Objectives:
1. Answer these questions from the Kodok shotlist.
(a) What date and place does the dateline give?
(b) Who is the State Minister of Education?
(c) Since what year had the school been an armed barracks, according to the minister?
2. Rescale the rows between the line holding "Where can the dense" and the end of the rows, inclusive, and return only those lines. Write every line again, requests included. Multiply each answer coordinate by 0.5 and round to whole numbers, with halves going up, but leave the requests and their sample coordinates unchanged.

DATELINE: 24 MAY 2019, KODOK, SOUTH SUDAN

SHOTLIST:

1. Wide shot, Kodok secondary school
2. Wide shot, soldiers and women vacating the occupied classes
3. Wide shot, a vacated class with remnants of chickens and other things
4. Med shot, soldiers carry belongings
5. Med shot, a UN staff reading out the content of the document to be signed
6, Various shots, signing of document by Division 2 commander and Minister of Education
7. Med shot, shaking hands and exchanging the signed document
8. SOUNDBITE (English) Major General Akol Majok, Division 2 SSPDF Commander in Upper Nile Region:
“We don’t want to do this thing in darkness because we want to tell the world, the region that we are for peace and we are vacating the school because our presence in the school here, is giving a lot of excuses even to the donors. If you talk about education, they say no, schools are being occupied by soldiers.”
9. Pan right, civil authorities and military officials
10. SOUNDBITE (English) James Lwanya, State Minister of Education:
“This day was a historical day; we have been waiting for this day since the beginning of the scholastic year. As you are aware the school was an armed barracks since 2013, depending on who was controlling the area – rebels or the government. So, now today we [have handed over] the school, and the facilities need a lot of things to be done.”

Dataset extract:
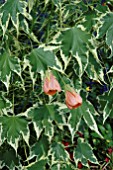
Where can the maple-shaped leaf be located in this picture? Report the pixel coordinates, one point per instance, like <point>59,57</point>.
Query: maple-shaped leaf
<point>38,165</point>
<point>74,42</point>
<point>11,10</point>
<point>8,64</point>
<point>13,128</point>
<point>43,117</point>
<point>83,152</point>
<point>87,111</point>
<point>39,60</point>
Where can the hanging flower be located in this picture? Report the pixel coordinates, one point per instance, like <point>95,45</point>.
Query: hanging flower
<point>51,85</point>
<point>73,100</point>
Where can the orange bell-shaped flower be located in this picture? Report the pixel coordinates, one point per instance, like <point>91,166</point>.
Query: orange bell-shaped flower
<point>51,85</point>
<point>73,100</point>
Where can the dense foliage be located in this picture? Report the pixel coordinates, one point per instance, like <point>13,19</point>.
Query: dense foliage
<point>39,128</point>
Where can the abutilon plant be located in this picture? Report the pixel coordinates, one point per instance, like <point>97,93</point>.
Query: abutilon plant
<point>56,84</point>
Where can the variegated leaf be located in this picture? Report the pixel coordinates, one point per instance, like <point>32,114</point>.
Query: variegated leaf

Task-by-task answers:
1.
(a) 24 May 2019, Kodok, South Sudan
(b) James Lwanya
(c) 2013

2.
Where can the dense foliage be located in this picture? Report the pixel coordinates, one point per instance, like <point>13,19</point>.
Query: dense foliage
<point>20,64</point>
Where can the abutilon plant be located in this picture? Report the pixel coordinates, one point per instance, like <point>97,93</point>.
Query: abutilon plant
<point>28,42</point>
Where can the variegated leaf be located in this picture? Report the pixel coordinates, one point per instance, like <point>32,114</point>.
Query: variegated leaf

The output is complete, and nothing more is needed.